I find echoes of Darnielle’s Christian empathy for his downtrodden characters in the music of John K. Samson, frontman for the Weakerthans, and earlier a member of Propaghandi. Samson shares Darnielle’s sense of geography, but while the latter’s songs focus on obscure towns across the US, Samson’s lyrics are firmly anchored in his hometown of Winnipeg, although his characters occasionally make it as far as western Ontario.

In an increasingly downtempo and moving tetralogy spread out across 13 years and four albums, Samson sings about the relationship between a depressed alcoholic (commonly seen as a surrogate for Samson himself) and his cat, Virtute. This being Samson, the cat’s name comes from Winnipeg’s motto: “Unum Cum Virtute Multorum” (“One with the Strength of Many.”) Part I, “Plea From a Cat Named Virtute,” is energetic and in major key, and would work as a catchy rock anthem if not for its lyrics. The feline singer addresses its owner, who is in the midst of a depressed slump. Between hammer-ons, Virtute nudges its owner towards recovery, recommending they throw a party, and threatening to taste its owner’s “tinny blood” if ignored. The song ends with the reminder, “I know you’re strong.”
□ □ □ □
What you will do
A. Does each statement agree with the passage on John K. Samson's songs? Answer yes or no for each, and quote the words from the passage that decide it. (i) Samson was once a member of Propaghandi. (ii) The cat songs are spread across ten years. (iii) Part I is in a minor key.
B. Go on with the passage on John K. Samson's songs from the point where it stops.
The items that follow play no part in the tasks.
□ □ □ □
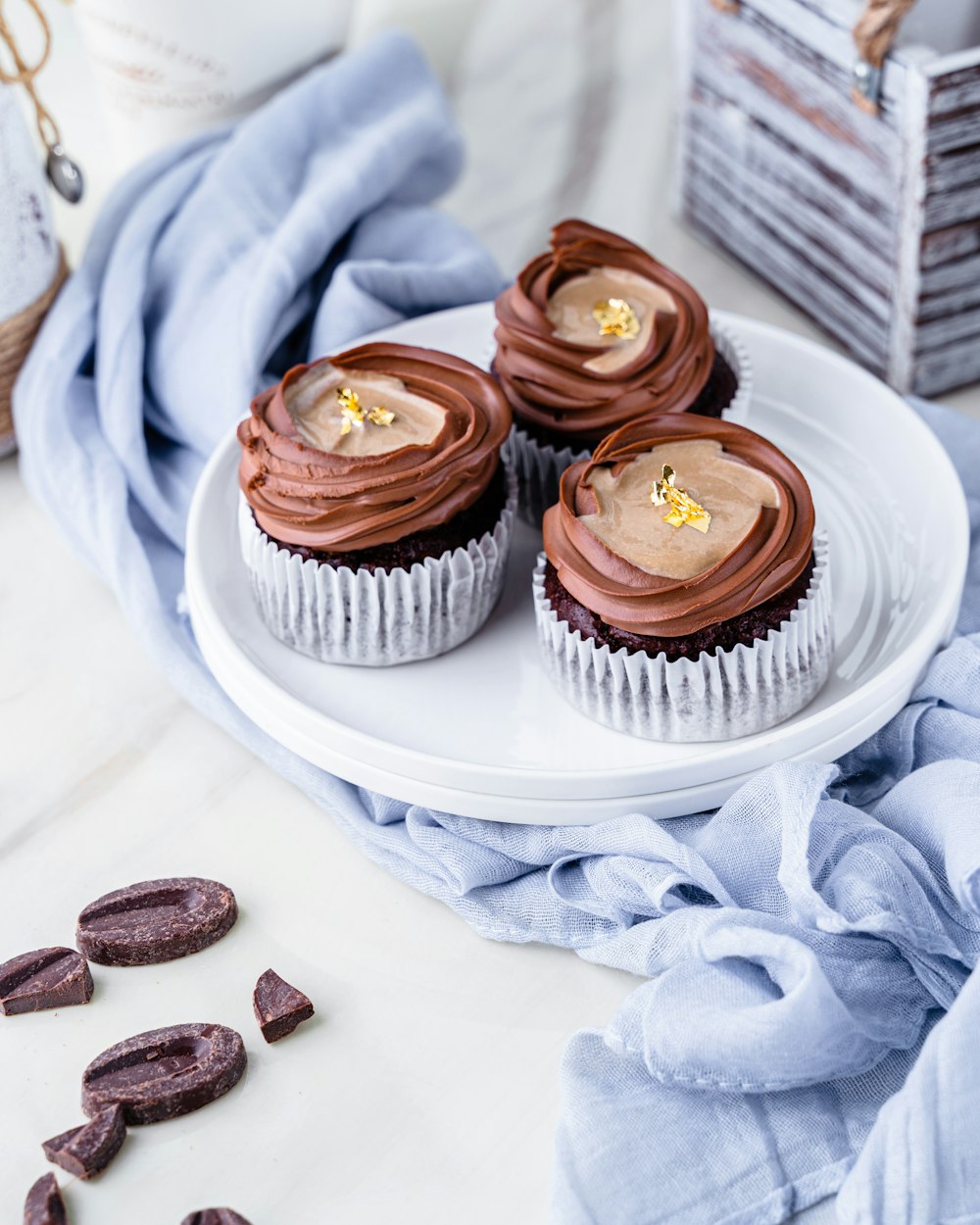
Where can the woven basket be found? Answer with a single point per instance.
(16, 337)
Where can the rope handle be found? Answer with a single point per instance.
(873, 34)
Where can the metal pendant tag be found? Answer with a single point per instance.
(65, 175)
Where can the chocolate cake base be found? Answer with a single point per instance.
(715, 396)
(456, 533)
(745, 628)
(718, 392)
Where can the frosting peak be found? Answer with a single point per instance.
(617, 557)
(563, 373)
(309, 484)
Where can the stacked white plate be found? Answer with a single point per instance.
(481, 733)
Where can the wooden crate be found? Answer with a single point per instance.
(867, 220)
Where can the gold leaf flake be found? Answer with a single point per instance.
(616, 318)
(354, 415)
(684, 510)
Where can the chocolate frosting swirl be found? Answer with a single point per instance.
(769, 559)
(339, 503)
(545, 377)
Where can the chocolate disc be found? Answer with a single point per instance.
(86, 1151)
(48, 978)
(156, 921)
(165, 1073)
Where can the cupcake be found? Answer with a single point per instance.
(682, 593)
(593, 334)
(376, 514)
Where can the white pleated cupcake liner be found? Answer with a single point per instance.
(716, 696)
(352, 616)
(539, 465)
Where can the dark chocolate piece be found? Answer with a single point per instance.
(469, 524)
(718, 392)
(278, 1007)
(156, 921)
(44, 1204)
(165, 1073)
(748, 627)
(48, 978)
(86, 1151)
(215, 1216)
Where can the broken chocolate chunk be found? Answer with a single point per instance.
(215, 1216)
(86, 1151)
(278, 1007)
(165, 1072)
(44, 1204)
(156, 921)
(48, 978)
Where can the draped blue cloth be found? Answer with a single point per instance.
(807, 1017)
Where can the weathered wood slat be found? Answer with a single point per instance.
(794, 217)
(951, 275)
(950, 303)
(952, 91)
(954, 131)
(955, 367)
(945, 172)
(951, 207)
(951, 245)
(803, 102)
(868, 223)
(939, 333)
(868, 219)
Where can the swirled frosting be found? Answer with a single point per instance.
(376, 484)
(616, 555)
(560, 373)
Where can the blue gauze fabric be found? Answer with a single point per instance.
(799, 947)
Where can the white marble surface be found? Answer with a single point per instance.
(106, 775)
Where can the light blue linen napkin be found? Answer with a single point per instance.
(799, 947)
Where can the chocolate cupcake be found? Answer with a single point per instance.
(592, 336)
(376, 513)
(682, 593)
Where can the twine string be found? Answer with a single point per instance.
(25, 74)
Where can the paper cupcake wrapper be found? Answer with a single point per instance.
(539, 466)
(352, 616)
(733, 349)
(714, 697)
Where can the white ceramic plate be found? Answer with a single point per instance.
(480, 731)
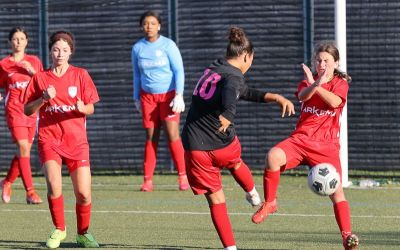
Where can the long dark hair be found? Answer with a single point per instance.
(15, 30)
(150, 13)
(330, 48)
(238, 43)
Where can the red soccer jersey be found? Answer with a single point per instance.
(61, 126)
(318, 120)
(14, 78)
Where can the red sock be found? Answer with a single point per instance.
(25, 170)
(243, 177)
(177, 153)
(220, 218)
(13, 172)
(83, 217)
(149, 164)
(342, 215)
(271, 182)
(56, 207)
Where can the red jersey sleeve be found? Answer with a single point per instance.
(89, 91)
(341, 88)
(32, 91)
(3, 77)
(303, 84)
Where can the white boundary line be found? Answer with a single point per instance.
(196, 213)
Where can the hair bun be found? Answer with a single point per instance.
(236, 35)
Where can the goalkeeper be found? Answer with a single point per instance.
(158, 79)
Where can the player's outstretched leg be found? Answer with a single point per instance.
(5, 191)
(244, 178)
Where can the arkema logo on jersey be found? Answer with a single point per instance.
(318, 112)
(60, 108)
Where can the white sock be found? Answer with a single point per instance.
(253, 191)
(230, 248)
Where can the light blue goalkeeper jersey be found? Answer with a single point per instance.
(157, 67)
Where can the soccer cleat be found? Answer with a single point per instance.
(350, 242)
(86, 241)
(55, 238)
(253, 199)
(183, 183)
(263, 212)
(32, 197)
(6, 191)
(147, 186)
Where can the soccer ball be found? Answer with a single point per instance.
(323, 179)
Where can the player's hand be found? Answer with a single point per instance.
(49, 93)
(326, 75)
(286, 105)
(177, 104)
(224, 124)
(26, 65)
(307, 74)
(80, 106)
(138, 106)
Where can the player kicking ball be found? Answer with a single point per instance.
(316, 137)
(64, 95)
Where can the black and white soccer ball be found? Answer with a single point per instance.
(323, 179)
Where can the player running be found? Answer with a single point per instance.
(15, 72)
(209, 136)
(64, 95)
(158, 79)
(316, 137)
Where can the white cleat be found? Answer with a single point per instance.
(253, 198)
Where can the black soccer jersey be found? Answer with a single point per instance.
(216, 93)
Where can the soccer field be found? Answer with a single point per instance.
(124, 218)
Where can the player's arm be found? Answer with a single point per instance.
(255, 95)
(286, 105)
(86, 109)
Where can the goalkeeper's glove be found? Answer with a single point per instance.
(177, 104)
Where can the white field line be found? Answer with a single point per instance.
(194, 213)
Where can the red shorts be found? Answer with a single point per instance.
(203, 167)
(23, 133)
(300, 150)
(155, 109)
(72, 164)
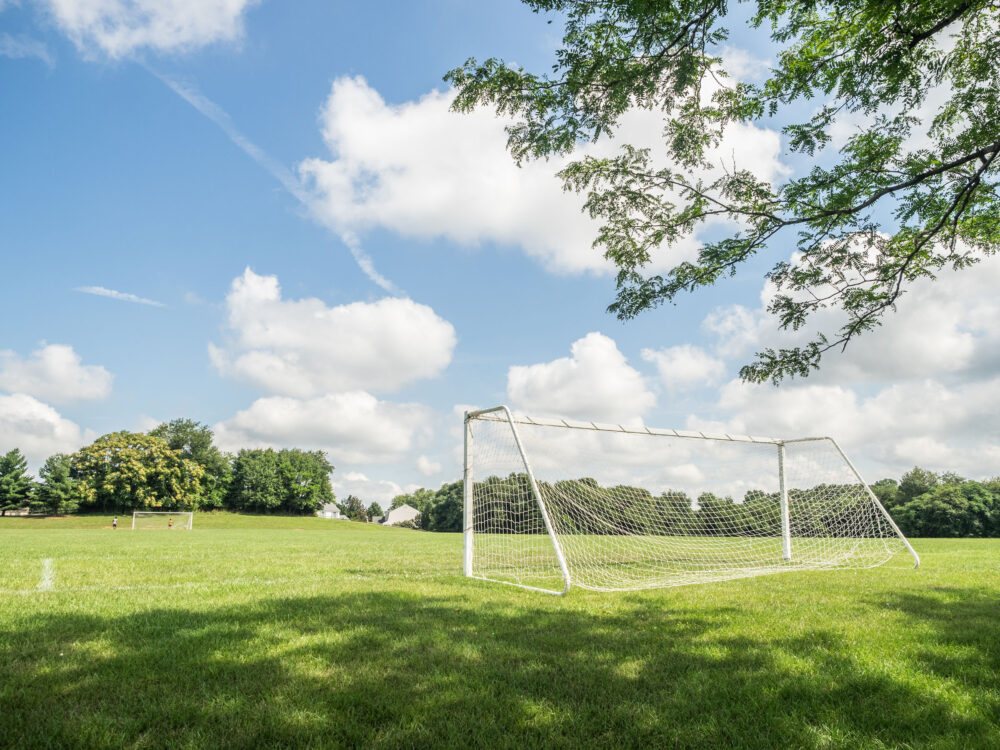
□ □ □ □
Task-by-task answers
A.
(i) Yes: "and earlier a member of Propaghandi"
(ii) No: "spread out across 13 years and four albums"
(iii) No: "is energetic and in major key"

B.
By Part II, “Virtute the Cat Explains Her Departure,” these pleas have indeed been ignored. A downtempo piece, the singer’s voice wanders, like its subject. Having lost its owner figuratively, Virtute has run away, even if it doesn’t fully understand why, and lost its owner physically as well. Ignored its owner’s attempts to find it, it has retreated into the unhappy life of a stray. Forgetting its name, “The sound that you found for me,” it’s gotten into fights with the neighboring tabby that it was friendly with in Part I, and lost the tips of its ears to frostbite. Although its memory is fading after at least a year, it still misses its owner and its loving, pre-depression life.

Virtute’s disappearance is clearly permanent by Part III, “17th Street Treatment Center.” Perhaps this song doesn’t match, and I should be writing about a Virtute Trilogy, but the narrative shifts here to the owner, being treated for alcoholism in a rehab clinic. Here, with its varied cast of addicts and camaraderie, we could easily have a Darniele song, albeit an unusually slow one. By this album, Samson has become a solo performer, having left The Weakerthans, even if he continued to play and record with its members. Virtute does make a meta appearance in a song the narrator sings “about the spring the cat ran away.” Joined by “the punk and the priest and the real estate agent, the girl with no teeth and the shaky Marine, the Serbian Deadhead who wears his sunglasses,” the narrator is finally in a hopeful Purgatory. The song begins cautiously optimistic, “On the twenty-first day, the sun didn’t hate me, the food wasn’t angry, the bed didn’t sigh. The ceiling said it’s possible I might get my looks back.” While the narrator may not normally have met, much less had anything in common with his fellow patients, their situation unites them: “In for three weeks or in for forever, here at the 17th Street Treatment Center. Most of us probably not getting better, but not getting better together.”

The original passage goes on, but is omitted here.